● Qué se pide
Reproduce completo el fragmento del documento, sin cambiar ni una palabra ni un signo.

● Fragmento del documento

● ● ● ●

Su supervivencia es inviable en el largo plazo. Así provecha mientras puedas. Visítalas de vez en cuando y dales un soplo vida. Acompáñalas como se hace con un anciano. No las dejes morir solas. Ellas siempre han estado ahí para ti. Y te necesitan… no muchos te necesitan. El último grito de la moda es una nimiedad en comparación al susurro de un recuerdo que luego se te derrama por los ojos.

Publicado originalmente en el periódico La Orquesta el 18 de abril de 2023

La mujer en la playa

Encontrarás una mujer especial cada que vayas a la playa. Cualquiera que vacacione en la costa sabrá a lo que me refiero. Esa emperatriz temporal que atrae la primera mirada cuando instalas tus cacharros en el suelo. Siempre hay una. No es la más exuberante ni la más provocativa. Es… solo Dios sabe. La que resalta entre todas, una que está aparte, que no parece de este mismo plano, sino de otro, uno en el que quisieras estar y que ella sugiere a distancia.

● ● ● ●

● Datos
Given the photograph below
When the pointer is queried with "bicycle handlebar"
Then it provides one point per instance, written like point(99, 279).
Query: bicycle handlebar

● ● ● ●

● Respuesta escrita
Su supervivencia es inviable en el largo plazo. Así provecha mientras puedas. Visítalas de vez en cuando y dales un soplo vida. Acompáñalas como se hace con un anciano. No las dejes morir solas. Ellas siempre han estado ahí para ti. Y te necesitan… no muchos te necesitan. El último grito de la moda es una nimiedad en comparación al susurro de un recuerdo que luego se te derrama por los ojos.

Publicado originalmente en el periódico La Orquesta el 18 de abril de 2023

La mujer en la playa

Encontrarás una mujer especial cada que vayas a la playa. Cualquiera que vacacione en la costa sabrá a lo que me refiero. Esa emperatriz temporal que atrae la primera mirada cuando instalas tus cacharros en el suelo. Siempre hay una. No es la más exuberante ni la más provocativa. Es… solo Dios sabe. La que resalta entre todas, una que está aparte, que no parece de este mismo plano, sino de otro, uno en el que quisieras estar y que ella sugiere a distancia.